▸ **REQUIRED WORK**
Exactness is required. Restate every entry as written.
-- DATA FOR ANALYSIS follows --
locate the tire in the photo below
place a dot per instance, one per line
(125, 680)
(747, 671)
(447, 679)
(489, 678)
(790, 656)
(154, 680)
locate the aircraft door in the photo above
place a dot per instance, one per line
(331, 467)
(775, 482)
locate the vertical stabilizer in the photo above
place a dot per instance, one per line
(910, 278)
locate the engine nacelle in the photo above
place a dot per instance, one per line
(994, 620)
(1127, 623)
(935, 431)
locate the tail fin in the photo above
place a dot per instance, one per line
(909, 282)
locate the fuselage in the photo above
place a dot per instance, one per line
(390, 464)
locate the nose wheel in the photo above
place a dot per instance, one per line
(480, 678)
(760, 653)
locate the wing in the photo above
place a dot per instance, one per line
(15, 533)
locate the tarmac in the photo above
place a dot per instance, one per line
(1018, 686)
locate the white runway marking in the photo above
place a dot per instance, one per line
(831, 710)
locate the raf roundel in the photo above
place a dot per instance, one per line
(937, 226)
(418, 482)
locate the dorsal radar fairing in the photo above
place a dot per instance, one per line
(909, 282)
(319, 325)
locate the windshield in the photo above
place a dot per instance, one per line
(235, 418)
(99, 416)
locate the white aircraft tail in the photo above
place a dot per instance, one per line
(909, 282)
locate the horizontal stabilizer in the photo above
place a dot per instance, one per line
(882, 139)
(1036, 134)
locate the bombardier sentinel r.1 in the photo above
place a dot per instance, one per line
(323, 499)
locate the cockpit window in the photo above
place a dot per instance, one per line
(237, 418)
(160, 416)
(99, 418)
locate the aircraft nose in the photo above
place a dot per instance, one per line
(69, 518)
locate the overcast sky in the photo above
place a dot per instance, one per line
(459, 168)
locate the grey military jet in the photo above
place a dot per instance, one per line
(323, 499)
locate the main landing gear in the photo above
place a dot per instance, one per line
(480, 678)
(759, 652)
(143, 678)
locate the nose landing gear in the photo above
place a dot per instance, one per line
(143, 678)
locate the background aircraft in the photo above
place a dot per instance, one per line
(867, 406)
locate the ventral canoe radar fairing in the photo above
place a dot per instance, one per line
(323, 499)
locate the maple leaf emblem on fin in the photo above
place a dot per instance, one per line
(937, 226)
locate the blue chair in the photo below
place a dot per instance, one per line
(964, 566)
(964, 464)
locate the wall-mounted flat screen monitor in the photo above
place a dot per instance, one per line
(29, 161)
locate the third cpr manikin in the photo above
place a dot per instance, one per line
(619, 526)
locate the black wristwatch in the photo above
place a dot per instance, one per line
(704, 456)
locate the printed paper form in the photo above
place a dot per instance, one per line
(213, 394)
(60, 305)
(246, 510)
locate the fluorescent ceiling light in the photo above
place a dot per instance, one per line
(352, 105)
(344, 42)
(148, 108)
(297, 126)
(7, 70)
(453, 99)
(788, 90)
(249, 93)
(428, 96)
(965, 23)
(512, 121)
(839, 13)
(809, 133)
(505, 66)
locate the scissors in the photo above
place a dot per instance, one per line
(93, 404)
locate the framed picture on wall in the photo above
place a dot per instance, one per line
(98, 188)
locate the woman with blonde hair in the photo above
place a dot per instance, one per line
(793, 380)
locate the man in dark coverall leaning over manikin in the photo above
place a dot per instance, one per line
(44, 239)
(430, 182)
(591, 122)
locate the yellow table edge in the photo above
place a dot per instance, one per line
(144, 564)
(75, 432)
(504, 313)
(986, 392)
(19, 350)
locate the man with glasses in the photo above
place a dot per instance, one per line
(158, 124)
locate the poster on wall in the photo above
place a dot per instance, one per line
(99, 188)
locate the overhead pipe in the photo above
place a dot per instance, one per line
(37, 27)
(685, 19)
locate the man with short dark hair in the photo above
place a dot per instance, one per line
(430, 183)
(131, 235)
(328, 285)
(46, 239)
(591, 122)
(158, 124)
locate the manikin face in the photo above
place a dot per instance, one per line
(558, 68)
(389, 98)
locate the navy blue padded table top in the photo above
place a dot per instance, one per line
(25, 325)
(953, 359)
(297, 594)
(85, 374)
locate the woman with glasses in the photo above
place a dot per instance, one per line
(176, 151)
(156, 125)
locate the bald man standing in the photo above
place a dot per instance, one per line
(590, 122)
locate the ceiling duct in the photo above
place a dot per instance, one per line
-- DATA FOR ANALYSIS concluded --
▸ **SOLUTION FOR THIS EXERCISE**
locate the tire in the photo below
place a dot per instance, one per line
(125, 680)
(747, 671)
(447, 679)
(489, 678)
(790, 656)
(154, 680)
locate the aircraft door in the photo above
place a dot per instance, one per line
(331, 467)
(775, 482)
locate the vertical stabilizer in the photo above
place a dot per instance, one per line
(910, 278)
locate the engine nacelle in the photo above
place a dot per instance, one per line
(994, 620)
(1127, 623)
(935, 431)
locate the tail fin in the photo above
place a dot per instance, one per line
(909, 282)
locate the fuselage in the photo above
place a dot per instance, one per line
(390, 464)
locate the nose wheel in the photo above
place a dot per instance, one per line
(480, 678)
(760, 653)
locate the wing in the photo above
place a dot per instance, one per line
(15, 533)
locate the tarmac in the photo above
place a dot per instance, one per line
(1018, 686)
locate the white runway marking in the photo above
place a dot per instance, one per line
(831, 710)
locate the raf roundel in the photo above
place a dot per instance, one per line
(937, 226)
(418, 482)
locate the dorsal radar fairing in the photo above
place a dot per instance, one per line
(909, 282)
(319, 325)
locate the windshield in the photo above
place a dot per instance, one per line
(235, 418)
(99, 416)
locate the white aircraft tail in the photo above
place a dot per instance, one per line
(909, 282)
locate the horizontal stabilizer in the photo above
place a dot per instance, one per line
(882, 139)
(1036, 134)
locate the bombardier sentinel r.1 in the photo above
place a dot per instance, one per line
(323, 499)
locate the cockpit window in the photo above
place a dot per instance, one per line
(237, 418)
(160, 416)
(99, 418)
locate the aircraft nose in the photo above
place a dot per instance, one per line
(69, 518)
locate the overcast sky in the photo above
place a dot per instance, one per line
(459, 168)
locate the grey military jet in the photo above
place a dot per instance, one per line
(323, 499)
locate the main landing gear in the photo above
place a dot per instance, one per line
(480, 678)
(759, 652)
(143, 678)
locate the nose landing gear in the photo above
place a dot per instance, one per line
(143, 678)
locate the background aircraft in the photo above
place a dot per instance, one per line
(867, 406)
locate the ventral canoe radar fairing in the photo above
place a dot per instance, one per line
(323, 499)
locate the maple leaf emblem on fin in the photo above
place a dot per instance, one per line
(937, 226)
locate the blue chair in the photo below
place a dot per instance, one per line
(964, 566)
(964, 464)
locate the wall-mounted flat screen monitor in the photo above
place a dot per instance, one per line
(29, 161)
locate the third cpr manikin in the photo above
place a dot per instance, one per line
(619, 526)
locate the black wristwatch in the photo above
place a dot per instance, one per line
(704, 456)
locate the printed paper form in the photo above
place a dot per instance, one per line
(213, 394)
(60, 305)
(246, 510)
locate the fluorescent ceiling light in the photo above
place a dot per instance, one per line
(352, 105)
(344, 42)
(148, 108)
(297, 126)
(7, 70)
(453, 99)
(788, 90)
(249, 93)
(428, 96)
(965, 23)
(512, 121)
(839, 13)
(809, 133)
(505, 66)
locate the scissors in the photo above
place a dot per instance, one per line
(93, 404)
locate the framed picture on wall in the photo above
place a dot per instance, one per line
(98, 188)
locate the woman with blonde hair in the photo above
place a dot per instance, one per line
(793, 380)
locate the man in dark coverall leaning over manikin in the photo above
place a dot per instance, one per line
(44, 239)
(430, 182)
(591, 122)
locate the yellow table edge in the photo above
place a dot per instance, one per line
(144, 564)
(75, 432)
(504, 313)
(986, 392)
(19, 350)
locate the man with glasses in the photo above
place a dot per instance, one per line
(158, 124)
locate the poster on wall in the photo above
place a dot per instance, one per line
(99, 188)
locate the overhead pipe in the photo above
place a dot per instance, one per line
(37, 27)
(685, 19)
locate the man with short dark hair in the photo above
place a dot per instance, one per line
(430, 183)
(131, 235)
(328, 285)
(46, 239)
(591, 122)
(158, 124)
locate the manikin face in the photo above
place a dot per instance, one per line
(558, 68)
(389, 98)
locate the navy blue padded table top in the photo above
place a dot per instance, one per line
(25, 325)
(953, 359)
(297, 594)
(85, 374)
locate the woman with glasses in the photo above
place a dot per instance, one per line
(176, 151)
(156, 125)
locate the bald man standing in the photo above
place a dot per instance, one per line
(590, 122)
locate the ceiling duct in the photo above
place a dot per instance, one per line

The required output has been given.